(DIRECTIVE) Count the lines in the records that contain the string "grille", matching case exactly. Reply with the number only.

(EXERCISE INPUTS)
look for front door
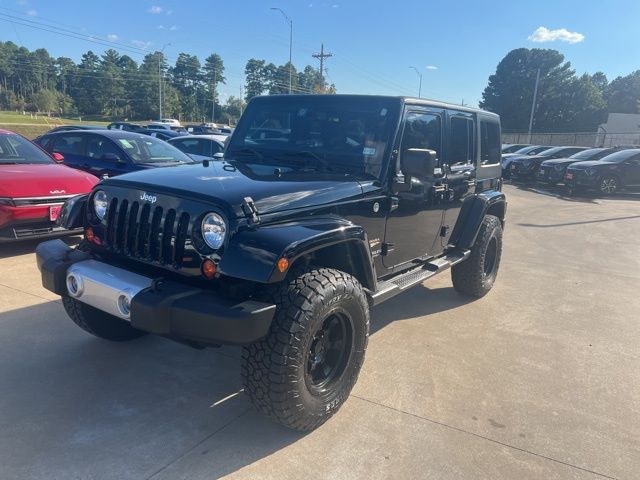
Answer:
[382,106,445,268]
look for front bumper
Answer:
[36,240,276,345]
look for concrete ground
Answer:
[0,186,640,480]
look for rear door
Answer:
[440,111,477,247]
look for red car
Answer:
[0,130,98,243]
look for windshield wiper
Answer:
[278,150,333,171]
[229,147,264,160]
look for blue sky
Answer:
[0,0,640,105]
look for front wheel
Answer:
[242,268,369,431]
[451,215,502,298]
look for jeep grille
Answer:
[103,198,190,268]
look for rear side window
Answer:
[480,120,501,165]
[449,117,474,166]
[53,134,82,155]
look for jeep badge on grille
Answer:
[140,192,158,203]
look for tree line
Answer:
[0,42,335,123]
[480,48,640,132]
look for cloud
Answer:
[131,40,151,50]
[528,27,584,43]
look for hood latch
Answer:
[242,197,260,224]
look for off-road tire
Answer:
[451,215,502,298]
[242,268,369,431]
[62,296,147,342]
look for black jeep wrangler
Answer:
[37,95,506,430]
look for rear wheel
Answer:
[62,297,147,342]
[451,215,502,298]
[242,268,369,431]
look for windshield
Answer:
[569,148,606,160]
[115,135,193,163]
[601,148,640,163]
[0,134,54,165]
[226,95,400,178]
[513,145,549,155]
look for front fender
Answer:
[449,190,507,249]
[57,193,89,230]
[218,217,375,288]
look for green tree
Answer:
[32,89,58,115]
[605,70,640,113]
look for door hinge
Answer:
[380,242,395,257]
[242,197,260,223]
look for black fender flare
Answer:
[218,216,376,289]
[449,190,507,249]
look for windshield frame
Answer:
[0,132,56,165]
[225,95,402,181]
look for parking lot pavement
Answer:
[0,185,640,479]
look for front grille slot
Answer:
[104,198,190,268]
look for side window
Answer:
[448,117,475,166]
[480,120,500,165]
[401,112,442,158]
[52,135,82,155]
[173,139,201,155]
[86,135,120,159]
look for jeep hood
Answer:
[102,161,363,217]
--
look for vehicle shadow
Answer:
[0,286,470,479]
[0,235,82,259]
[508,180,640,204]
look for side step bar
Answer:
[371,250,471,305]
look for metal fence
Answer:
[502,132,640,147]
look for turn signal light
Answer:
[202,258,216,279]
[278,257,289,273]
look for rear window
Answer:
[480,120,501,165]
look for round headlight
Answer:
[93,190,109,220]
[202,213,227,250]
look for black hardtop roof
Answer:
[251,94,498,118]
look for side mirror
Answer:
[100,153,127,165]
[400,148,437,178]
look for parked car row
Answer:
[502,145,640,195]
...
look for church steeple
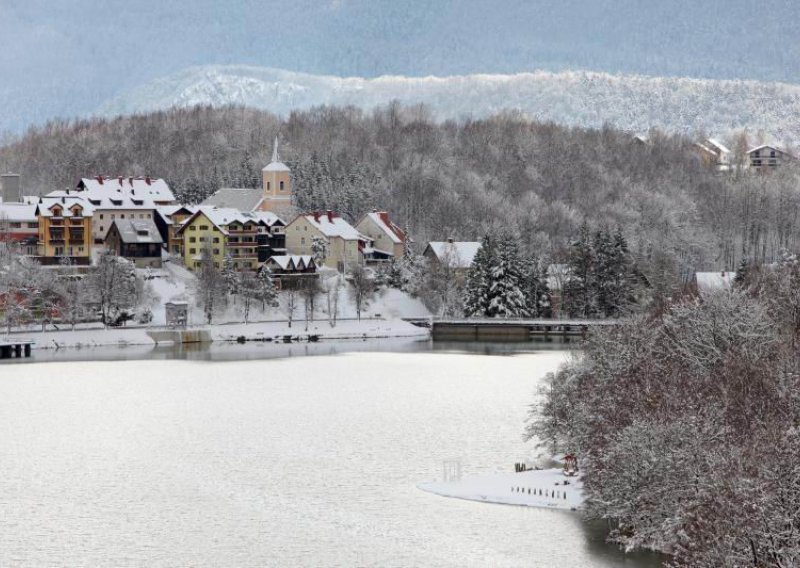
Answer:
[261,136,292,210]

(RESULT OF THE EXERCISE) 3